TO DO —
Your task is to transcribe the entries exactly.

GIVEN INFORMATION —
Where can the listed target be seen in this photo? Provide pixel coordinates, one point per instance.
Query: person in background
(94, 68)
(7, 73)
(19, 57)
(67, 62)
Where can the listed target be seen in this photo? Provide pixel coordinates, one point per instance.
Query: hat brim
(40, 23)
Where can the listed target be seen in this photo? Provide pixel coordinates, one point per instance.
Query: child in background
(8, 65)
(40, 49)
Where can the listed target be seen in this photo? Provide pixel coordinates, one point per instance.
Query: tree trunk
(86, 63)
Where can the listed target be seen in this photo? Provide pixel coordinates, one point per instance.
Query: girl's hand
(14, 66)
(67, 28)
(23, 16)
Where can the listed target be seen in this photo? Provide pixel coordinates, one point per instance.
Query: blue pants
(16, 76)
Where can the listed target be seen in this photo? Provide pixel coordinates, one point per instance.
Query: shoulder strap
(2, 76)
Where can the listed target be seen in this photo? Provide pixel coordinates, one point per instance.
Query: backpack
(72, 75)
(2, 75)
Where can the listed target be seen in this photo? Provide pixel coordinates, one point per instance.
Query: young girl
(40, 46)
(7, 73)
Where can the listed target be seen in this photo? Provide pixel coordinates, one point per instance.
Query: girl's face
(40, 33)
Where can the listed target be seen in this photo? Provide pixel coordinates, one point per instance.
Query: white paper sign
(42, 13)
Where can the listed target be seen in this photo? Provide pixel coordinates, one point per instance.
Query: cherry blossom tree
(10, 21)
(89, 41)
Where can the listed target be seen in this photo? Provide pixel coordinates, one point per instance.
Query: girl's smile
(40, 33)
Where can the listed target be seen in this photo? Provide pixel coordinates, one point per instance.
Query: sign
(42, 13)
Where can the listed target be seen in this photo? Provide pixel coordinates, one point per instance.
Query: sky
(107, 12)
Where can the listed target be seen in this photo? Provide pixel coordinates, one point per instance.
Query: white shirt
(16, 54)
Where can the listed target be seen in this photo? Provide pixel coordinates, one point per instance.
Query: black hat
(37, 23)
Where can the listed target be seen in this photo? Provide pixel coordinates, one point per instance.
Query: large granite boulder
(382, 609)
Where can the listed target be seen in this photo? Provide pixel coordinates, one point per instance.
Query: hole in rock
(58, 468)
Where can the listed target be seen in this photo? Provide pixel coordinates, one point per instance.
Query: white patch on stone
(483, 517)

COMPLETED EXERCISE —
Where can the listed target be seen in this photo? Provide pixel coordinates, one point per instance.
Query: person in background
(94, 68)
(7, 73)
(19, 57)
(67, 62)
Where can the listed target be seen in this photo? Provide pixel coordinates, one point per instance.
Query: hat brim
(40, 23)
Where can the listed target be seen in this photo? Provide pixel coordinates, one point per instance.
Query: child in background
(8, 65)
(40, 49)
Where can the listed target be seen in this photo? Provide pixel coordinates, one point per instance.
Query: tree trunk
(86, 63)
Where can the listed target be seen in this photo? Provide pixel coordinates, one point per instance.
Query: girl's hand
(14, 66)
(67, 28)
(23, 16)
Where can the listed target be seen in this photo? Provide pixel coordinates, one point per instance.
Query: blue pants
(16, 76)
Where can the listed target be seen in this photo? Provide pixel coordinates, one point per instance.
Query: shoulder strap
(2, 76)
Where can the listed target be seen in this photo? Provide pixel coordinates, one point per instance.
Query: backpack
(72, 75)
(2, 75)
Where can the listed target be seen in this photo? Provide pixel coordinates, one point per instance.
Query: young girl
(40, 46)
(7, 73)
Where can the listed target be seen in this photo? Provide pixel coordinates, one point per instance.
Query: girl's face
(40, 33)
Where can the listed target be seen in this photo? Provide pixel coordinates, one point per instance.
Query: white paper sign
(42, 13)
Where can the listed target be seen in this photo? Provide pixel coordinates, one point per instance.
Query: cherry blossom tree
(10, 21)
(89, 41)
Where can the listed target be seen in this photo? Provide pixel coordinates, one point per instance.
Query: girl's smile
(40, 33)
Where can the listed target be seen in this photo? Provide pixel coordinates, one point per instance.
Query: sign
(42, 13)
Where can the listed target be seen in this photo? Provide pixel coordinates, one point per instance.
Query: sky
(107, 12)
Where can the listed target be seen in this photo? Provide pixel coordinates, one point per instance.
Query: white shirt
(16, 54)
Where can the listed target be seen in this photo? Provide pixel coordinates, one point per instance.
Query: black hat
(37, 23)
Where can the listed target be seen in this photo? Provide pixel coordinates, one point per instance.
Query: large granite boulder
(382, 609)
Where can the listed target be seen in this photo? Provide pixel coordinates, one point per instance.
Query: hole in rock
(58, 468)
Where can the listed target be seen in this photo? Provide pixel coordinates, one point per instance.
Query: white patch on stone
(483, 517)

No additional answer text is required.